## 本文抜粋:
* * * * * * * * *

長崎には「被爆体験者」という人たちがいます。「埋もれた被爆者」などと呼ばれています。被爆体験者とはどういう人で、なぜ被爆者と区別されてしまったのでしょうか。その歴史や制度を、「被爆地域」「体験者」「広島の『黒い雨』」という三つのキーワードで読み解きます。
拡大する被爆体験者訴訟の口頭弁論のため長崎地裁に入廷する原告団
Q 「被爆体験者」とは?
A 1945年8月9日、米国が長崎市に投下した原爆の被害に遭ったにもかかわらず、日本政府が線引きした「被爆地域」の外だったため、被爆者と認定されなかった人たちを指す。
Q 「被爆地域」はどう決められたの?
A 政府は57年、広島と長崎で原爆に遭った人々を救済するため、「原子爆弾被爆者の医療等に関する法律」(原爆医療法)をつくった。当時の長崎市や広島市と、その周辺を「被爆地域」とし、約20万人を「被爆者」に認定した。
当時の科学的な知見では、原爆の放射線が身体に影響を及ぼすのは、爆心地から5キロまでと考えられていた。
ところが、旧長崎市内を爆心地から半径5キロで区切ると、同じ市民なのに被爆者に認められる人と、認められない人ができてしまう。こうした混乱を避けるために、国は旧市域全域と周辺の一部を被爆地域に指定した。

* * * * * * * * *

## 提供資料:
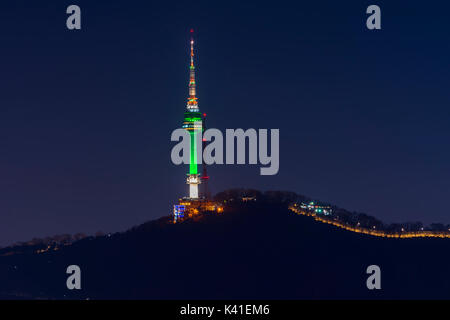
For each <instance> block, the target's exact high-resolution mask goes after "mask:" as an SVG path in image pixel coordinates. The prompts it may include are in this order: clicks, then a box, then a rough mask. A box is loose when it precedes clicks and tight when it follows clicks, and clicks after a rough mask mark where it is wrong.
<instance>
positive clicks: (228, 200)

* * * * * * * * *

## 理解度チェック:
- 1) 被爆体験者の解説文にある一文「当時の科学的な知見では、原爆の放射線が身体に影響を及ぼすのは、爆心地から5キロまでと考えられていた。」は、英語に訳すとどうなりますか?
- 2) 被爆体験者の解説文を、「長崎には「被爆体験者」という」という語句のある箇所から書き始め、「定されなかった人たちを指す。」の直後まで、一字も変えずに書き写してください。

## 解答例:
- 1) According to the scientific knowledge of the time, the radiation from the atomic bomb was thought to affect the human body only up to 5 kilometers from the hypocenter.

- 2)
長崎には「被爆体験者」という人たちがいます。「埋もれた被爆者」などと呼ばれています。被爆体験者とはどういう人で、なぜ被爆者と区別されてしまったのでしょうか。その歴史や制度を、「被爆地域」「体験者」「広島の『黒い雨』」という三つのキーワードで読み解きます。
拡大する被爆体験者訴訟の口頭弁論のため長崎地裁に入廷する原告団
Q 「被爆体験者」とは?
A 1945年8月9日、米国が長崎市に投下した原爆の被害に遭ったにもかかわらず、日本政府が線引きした「被爆地域」の外だったため、被爆者と認定されなかった人たちを指す。